◆ Te bestuderen tekst ◆
● ● ● ● ●
Ook bij katten kennen we stressignalen zoals het veelvuldig
aflikken van de bek, het heffen van een voorpoot, het overmatig trillen van spieren en de siddering over de rug. Pica het
eten van vreemde voorwerpen is het gedrag dat met name voorkomt bij chronische gestresste katten.
Onderzoek bij laboratorium dieren, waaronder ook katten,
wijst uit dat angst, eenzaamheid en verveling een grotere invloed hebben op het verminderen van welzijn dan pijn.
Uit recent onderzoek blijkt dat een dier dat chronische stress
heeft als oplossing hiervoor stereotiep gedrag kan ontwikkelen.
Bij de kat zijn dit gedragingen als het dwangmatig likken
van een bepaalde plek op de huid. Deze gedragingen zullen door de verslavende eigenschappen van opioiden - stoffen die het
lichaam zelf aanmaakt - en ook de kalmerende effecten van opioid er voor kunnen zorgen dat deze katten kunnen omgaan met de
stressvolle omstandigheden. Door het belonende effect van de stoffen zal het gedrag steeds erger worden. De effectiviteit
van stereotiep gedrag neemt echter af naarmate de situatie langer aanhoudt en bij varkens is aangetoond dat langdurige chronische
stress zorgt voor neuronaal celverlies.
● ● ● ● ●
Datasetitems
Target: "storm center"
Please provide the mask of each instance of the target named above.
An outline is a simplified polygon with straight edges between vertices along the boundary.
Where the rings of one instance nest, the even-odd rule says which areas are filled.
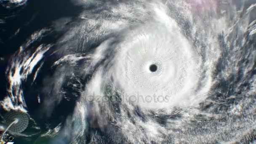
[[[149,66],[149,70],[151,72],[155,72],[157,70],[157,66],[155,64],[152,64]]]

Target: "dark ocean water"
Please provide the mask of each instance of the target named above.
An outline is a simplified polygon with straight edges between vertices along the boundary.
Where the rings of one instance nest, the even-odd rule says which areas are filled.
● ● ● ● ●
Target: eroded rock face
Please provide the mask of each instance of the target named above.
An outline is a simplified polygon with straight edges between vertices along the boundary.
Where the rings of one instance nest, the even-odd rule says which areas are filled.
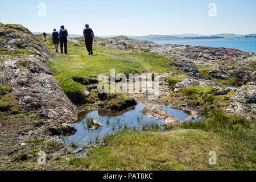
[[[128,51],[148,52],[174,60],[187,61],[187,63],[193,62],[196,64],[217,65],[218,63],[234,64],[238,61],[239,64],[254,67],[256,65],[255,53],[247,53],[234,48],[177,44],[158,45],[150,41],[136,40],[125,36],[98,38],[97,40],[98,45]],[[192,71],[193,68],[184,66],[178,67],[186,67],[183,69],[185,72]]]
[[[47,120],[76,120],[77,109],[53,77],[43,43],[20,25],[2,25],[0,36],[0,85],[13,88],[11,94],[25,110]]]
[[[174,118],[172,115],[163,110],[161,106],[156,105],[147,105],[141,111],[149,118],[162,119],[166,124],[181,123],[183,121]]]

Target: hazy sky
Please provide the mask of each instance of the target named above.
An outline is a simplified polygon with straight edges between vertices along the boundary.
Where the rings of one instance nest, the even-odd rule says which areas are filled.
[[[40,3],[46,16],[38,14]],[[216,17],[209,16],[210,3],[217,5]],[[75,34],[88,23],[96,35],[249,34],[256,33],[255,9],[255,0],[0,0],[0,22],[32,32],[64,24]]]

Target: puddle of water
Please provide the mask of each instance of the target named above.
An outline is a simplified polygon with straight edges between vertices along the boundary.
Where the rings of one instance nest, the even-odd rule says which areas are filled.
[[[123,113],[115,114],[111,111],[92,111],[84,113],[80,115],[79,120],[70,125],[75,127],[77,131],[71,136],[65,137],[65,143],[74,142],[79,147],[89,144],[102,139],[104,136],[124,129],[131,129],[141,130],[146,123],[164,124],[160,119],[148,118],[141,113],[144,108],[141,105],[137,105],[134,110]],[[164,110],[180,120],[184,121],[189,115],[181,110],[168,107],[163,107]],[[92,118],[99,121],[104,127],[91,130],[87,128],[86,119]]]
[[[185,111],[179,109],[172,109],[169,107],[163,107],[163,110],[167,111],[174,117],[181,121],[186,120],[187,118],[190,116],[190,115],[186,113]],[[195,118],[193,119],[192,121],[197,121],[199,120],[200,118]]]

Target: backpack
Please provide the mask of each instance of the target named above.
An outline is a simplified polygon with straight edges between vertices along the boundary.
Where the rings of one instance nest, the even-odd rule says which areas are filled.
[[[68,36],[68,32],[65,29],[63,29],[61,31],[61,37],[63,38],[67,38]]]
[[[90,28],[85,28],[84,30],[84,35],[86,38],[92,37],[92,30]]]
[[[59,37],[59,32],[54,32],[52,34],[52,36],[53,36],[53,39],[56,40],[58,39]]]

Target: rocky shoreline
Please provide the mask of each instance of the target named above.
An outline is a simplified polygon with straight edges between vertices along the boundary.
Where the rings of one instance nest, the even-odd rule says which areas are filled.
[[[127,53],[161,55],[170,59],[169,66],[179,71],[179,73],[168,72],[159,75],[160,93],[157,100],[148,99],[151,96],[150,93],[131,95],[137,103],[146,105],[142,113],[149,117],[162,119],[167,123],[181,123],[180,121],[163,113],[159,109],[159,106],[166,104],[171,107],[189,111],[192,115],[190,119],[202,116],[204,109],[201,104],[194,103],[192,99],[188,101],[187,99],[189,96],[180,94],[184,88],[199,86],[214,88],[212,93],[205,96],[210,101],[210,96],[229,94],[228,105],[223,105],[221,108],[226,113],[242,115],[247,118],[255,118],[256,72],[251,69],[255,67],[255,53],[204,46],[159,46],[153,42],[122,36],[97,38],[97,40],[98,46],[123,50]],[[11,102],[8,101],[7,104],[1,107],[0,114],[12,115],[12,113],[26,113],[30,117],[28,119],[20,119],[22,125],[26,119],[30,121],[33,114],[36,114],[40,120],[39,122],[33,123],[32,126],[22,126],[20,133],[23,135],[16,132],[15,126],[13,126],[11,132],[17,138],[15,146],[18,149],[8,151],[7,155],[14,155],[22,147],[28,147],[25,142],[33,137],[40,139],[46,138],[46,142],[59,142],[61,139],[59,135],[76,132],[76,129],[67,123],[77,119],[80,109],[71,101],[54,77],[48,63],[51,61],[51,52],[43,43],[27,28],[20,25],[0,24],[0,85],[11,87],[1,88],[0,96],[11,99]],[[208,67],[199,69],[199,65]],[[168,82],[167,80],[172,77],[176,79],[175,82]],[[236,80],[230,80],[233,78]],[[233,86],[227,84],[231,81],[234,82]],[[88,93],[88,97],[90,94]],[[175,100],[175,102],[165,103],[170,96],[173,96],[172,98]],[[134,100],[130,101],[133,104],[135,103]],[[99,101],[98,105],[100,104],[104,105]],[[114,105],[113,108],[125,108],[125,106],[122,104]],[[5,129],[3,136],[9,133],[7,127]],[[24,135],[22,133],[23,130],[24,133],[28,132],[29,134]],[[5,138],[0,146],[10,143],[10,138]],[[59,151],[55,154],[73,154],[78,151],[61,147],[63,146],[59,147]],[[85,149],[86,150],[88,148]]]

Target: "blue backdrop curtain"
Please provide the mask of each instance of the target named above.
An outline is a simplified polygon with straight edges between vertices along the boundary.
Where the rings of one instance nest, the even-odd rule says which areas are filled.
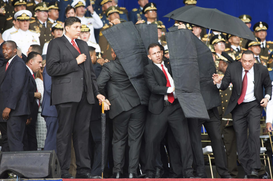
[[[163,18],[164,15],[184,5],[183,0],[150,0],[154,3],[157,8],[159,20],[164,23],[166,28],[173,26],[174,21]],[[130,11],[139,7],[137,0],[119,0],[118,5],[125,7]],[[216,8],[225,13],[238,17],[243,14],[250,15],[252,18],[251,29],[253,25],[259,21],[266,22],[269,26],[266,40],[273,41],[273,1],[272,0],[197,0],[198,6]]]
● ● ● ● ●
◆ Studievragen ◆
#1 Vat de tekst over stress bij katten samen in twee zinnen.
#2 Neem uit de tekst over stress bij katten letterlijk het gedeelte over tussen "Ook bij katten" en "gedrag kan ontwikkelen.", beide inbegrepen.

◆ Uitgewerkte antwoorden ◆
#1 Katten tonen stresssignalen zoals veelvuldig aflikken van de bek, het heffen van een voorpoot, overmatig trillen van spieren en siddering over de rug, en bij chronisch gestreste katten komt vooral pica voor. Chronische stress kan leiden tot stereotiep gedrag zoals dwangmatig likken van een plek op de huid, dat door het belonende effect van lichaamseigen opioïden steeds erger wordt, terwijl de effectiviteit ervan afneemt naarmate de situatie langer aanhoudt.

#2
Ook bij katten kennen we stressignalen zoals het veelvuldig
aflikken van de bek, het heffen van een voorpoot, het overmatig trillen van spieren en de siddering over de rug. Pica het
eten van vreemde voorwerpen is het gedrag dat met name voorkomt bij chronische gestresste katten.
Onderzoek bij laboratorium dieren, waaronder ook katten,
wijst uit dat angst, eenzaamheid en verveling een grotere invloed hebben op het verminderen van welzijn dan pijn.
Uit recent onderzoek blijkt dat een dier dat chronische stress
heeft als oplossing hiervoor stereotiep gedrag kan ontwikkelen.